**What to produce:** Which lines of the material below contain the word "block"? Copy each of them out in full.

Position identification records:

————

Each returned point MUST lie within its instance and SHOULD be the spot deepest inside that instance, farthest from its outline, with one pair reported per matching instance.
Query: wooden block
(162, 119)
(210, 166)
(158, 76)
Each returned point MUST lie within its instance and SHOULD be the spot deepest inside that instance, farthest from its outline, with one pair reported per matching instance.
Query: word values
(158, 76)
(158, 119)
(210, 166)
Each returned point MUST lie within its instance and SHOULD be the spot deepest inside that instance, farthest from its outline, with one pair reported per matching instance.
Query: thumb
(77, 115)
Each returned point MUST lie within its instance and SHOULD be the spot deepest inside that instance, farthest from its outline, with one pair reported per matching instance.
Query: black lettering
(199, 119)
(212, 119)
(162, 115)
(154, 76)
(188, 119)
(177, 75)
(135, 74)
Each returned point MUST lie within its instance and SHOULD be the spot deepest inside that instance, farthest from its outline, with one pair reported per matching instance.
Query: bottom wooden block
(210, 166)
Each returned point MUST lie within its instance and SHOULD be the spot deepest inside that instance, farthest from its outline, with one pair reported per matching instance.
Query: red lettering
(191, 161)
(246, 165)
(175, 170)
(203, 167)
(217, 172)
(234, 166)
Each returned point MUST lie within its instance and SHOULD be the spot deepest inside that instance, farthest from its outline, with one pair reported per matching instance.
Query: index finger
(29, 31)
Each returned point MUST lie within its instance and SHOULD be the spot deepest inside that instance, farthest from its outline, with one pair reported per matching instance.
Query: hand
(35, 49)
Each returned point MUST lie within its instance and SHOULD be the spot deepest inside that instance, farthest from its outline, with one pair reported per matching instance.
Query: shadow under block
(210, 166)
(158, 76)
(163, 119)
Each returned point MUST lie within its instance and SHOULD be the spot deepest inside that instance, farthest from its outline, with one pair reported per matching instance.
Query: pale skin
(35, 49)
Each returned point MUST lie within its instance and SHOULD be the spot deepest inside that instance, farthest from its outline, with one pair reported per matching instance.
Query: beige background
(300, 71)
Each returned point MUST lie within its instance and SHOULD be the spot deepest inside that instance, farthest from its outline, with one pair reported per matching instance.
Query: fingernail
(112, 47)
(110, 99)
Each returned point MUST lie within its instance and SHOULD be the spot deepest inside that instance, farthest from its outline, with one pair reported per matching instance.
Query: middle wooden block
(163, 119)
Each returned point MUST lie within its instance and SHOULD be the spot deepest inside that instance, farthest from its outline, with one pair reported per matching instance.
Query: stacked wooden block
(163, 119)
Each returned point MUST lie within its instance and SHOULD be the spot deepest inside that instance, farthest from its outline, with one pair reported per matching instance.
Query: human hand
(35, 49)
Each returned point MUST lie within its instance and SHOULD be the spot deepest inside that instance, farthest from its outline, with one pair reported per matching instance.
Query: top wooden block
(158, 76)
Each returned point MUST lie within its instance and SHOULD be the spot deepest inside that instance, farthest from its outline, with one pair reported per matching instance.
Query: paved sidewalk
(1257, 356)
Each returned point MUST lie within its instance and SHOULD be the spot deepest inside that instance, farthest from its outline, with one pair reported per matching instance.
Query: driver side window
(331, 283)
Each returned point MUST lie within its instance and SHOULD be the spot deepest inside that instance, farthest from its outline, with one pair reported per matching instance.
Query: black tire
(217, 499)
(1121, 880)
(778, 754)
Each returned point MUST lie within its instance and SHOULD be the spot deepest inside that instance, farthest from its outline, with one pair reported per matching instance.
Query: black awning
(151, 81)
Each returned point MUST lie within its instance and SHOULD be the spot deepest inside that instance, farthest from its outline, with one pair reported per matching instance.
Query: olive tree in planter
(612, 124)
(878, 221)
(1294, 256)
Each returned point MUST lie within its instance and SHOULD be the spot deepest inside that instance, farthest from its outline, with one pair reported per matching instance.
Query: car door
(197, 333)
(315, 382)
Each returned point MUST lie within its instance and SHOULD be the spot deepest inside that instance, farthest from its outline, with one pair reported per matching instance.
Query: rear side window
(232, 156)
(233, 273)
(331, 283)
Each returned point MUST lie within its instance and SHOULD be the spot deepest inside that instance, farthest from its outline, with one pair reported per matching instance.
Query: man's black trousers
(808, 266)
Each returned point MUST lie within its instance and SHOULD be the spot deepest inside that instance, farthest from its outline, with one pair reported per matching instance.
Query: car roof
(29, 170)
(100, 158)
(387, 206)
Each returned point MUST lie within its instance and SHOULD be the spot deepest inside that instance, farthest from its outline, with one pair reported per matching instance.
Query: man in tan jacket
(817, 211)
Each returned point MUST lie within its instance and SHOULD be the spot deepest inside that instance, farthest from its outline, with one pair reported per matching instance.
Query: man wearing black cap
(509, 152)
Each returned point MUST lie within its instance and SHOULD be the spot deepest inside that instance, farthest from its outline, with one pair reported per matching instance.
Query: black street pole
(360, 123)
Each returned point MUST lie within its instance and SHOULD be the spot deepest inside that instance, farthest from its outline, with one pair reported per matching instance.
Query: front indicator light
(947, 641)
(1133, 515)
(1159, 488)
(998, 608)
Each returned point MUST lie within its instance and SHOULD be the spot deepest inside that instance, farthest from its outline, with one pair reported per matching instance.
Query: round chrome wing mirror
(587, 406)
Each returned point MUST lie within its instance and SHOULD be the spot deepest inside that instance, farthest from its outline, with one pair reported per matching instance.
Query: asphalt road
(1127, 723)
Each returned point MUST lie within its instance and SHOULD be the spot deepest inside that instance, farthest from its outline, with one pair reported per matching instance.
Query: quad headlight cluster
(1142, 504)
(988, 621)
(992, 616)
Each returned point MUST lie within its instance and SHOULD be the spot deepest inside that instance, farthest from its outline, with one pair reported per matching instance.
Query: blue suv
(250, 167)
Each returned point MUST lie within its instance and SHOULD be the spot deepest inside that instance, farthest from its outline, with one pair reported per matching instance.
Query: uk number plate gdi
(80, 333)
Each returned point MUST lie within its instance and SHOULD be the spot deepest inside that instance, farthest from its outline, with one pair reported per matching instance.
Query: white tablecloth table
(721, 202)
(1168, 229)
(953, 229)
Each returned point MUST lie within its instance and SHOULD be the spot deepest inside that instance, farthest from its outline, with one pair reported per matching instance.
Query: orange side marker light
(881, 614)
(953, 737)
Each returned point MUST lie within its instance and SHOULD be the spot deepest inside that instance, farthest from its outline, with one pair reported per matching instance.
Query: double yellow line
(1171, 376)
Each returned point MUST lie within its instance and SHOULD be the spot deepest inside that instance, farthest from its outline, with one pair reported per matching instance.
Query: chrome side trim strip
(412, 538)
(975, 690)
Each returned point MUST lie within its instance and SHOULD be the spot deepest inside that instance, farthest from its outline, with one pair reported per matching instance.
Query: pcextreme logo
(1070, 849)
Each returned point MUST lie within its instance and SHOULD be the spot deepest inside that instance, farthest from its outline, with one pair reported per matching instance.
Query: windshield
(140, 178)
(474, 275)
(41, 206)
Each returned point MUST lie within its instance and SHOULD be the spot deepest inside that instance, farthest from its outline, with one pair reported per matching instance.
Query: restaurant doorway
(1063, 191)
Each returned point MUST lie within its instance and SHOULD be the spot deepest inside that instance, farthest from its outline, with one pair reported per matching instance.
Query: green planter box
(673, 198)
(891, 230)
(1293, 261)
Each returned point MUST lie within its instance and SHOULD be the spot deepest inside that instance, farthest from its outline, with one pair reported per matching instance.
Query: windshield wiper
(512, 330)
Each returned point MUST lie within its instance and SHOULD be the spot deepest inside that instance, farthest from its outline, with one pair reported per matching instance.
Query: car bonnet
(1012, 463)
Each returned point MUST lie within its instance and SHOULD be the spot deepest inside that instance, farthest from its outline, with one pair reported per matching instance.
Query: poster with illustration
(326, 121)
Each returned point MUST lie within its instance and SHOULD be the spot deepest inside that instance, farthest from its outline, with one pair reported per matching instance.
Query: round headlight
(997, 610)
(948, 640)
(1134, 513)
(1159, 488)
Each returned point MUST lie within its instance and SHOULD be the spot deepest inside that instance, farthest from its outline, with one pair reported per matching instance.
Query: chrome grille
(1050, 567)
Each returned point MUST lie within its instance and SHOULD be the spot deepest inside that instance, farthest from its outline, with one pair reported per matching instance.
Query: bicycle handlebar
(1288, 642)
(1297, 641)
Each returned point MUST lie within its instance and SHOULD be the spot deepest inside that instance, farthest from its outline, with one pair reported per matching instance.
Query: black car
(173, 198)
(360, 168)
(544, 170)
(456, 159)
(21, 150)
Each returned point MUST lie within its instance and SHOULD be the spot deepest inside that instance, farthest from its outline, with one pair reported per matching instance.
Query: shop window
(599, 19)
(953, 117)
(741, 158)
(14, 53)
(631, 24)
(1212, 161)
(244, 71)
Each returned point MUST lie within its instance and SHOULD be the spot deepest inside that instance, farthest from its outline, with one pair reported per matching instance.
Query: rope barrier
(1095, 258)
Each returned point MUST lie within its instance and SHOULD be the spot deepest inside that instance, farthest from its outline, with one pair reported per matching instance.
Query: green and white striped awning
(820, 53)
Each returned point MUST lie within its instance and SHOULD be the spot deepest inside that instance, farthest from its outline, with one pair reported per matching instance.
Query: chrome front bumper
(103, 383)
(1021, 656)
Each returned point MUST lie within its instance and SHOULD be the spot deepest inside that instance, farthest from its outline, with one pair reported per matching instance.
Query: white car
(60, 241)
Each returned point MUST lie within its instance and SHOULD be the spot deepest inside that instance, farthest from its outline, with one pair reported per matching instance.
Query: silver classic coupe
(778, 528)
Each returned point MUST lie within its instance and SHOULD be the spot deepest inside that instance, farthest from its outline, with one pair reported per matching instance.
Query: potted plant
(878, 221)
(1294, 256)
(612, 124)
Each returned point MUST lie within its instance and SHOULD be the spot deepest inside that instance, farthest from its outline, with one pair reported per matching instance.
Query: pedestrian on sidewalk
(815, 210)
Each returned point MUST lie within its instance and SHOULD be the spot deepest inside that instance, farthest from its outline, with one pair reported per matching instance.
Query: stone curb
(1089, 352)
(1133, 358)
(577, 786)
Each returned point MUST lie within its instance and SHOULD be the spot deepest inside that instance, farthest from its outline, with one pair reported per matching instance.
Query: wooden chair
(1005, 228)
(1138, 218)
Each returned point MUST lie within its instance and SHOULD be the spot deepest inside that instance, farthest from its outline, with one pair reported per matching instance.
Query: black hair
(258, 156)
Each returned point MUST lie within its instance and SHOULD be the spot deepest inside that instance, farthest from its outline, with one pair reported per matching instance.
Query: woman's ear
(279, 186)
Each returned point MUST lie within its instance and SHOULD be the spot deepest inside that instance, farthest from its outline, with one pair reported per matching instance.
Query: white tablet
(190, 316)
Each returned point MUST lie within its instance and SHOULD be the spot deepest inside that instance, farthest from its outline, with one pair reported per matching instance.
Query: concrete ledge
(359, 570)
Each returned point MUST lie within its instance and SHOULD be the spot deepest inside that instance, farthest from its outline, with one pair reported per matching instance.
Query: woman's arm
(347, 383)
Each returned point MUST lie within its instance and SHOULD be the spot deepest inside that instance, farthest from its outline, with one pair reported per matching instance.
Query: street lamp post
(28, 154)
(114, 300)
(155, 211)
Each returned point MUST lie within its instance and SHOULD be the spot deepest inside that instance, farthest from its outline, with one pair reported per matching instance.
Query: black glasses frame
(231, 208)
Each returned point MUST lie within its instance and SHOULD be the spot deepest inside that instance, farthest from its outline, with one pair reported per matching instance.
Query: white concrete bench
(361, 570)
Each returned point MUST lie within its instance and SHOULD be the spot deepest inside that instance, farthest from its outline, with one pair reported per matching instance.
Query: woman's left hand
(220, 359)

————

**Answer to the problem:**
Query: wooden block
Query: bottom wooden block
Query: shadow under block
Query: middle wooden block
Query: stacked wooden block
Query: top wooden block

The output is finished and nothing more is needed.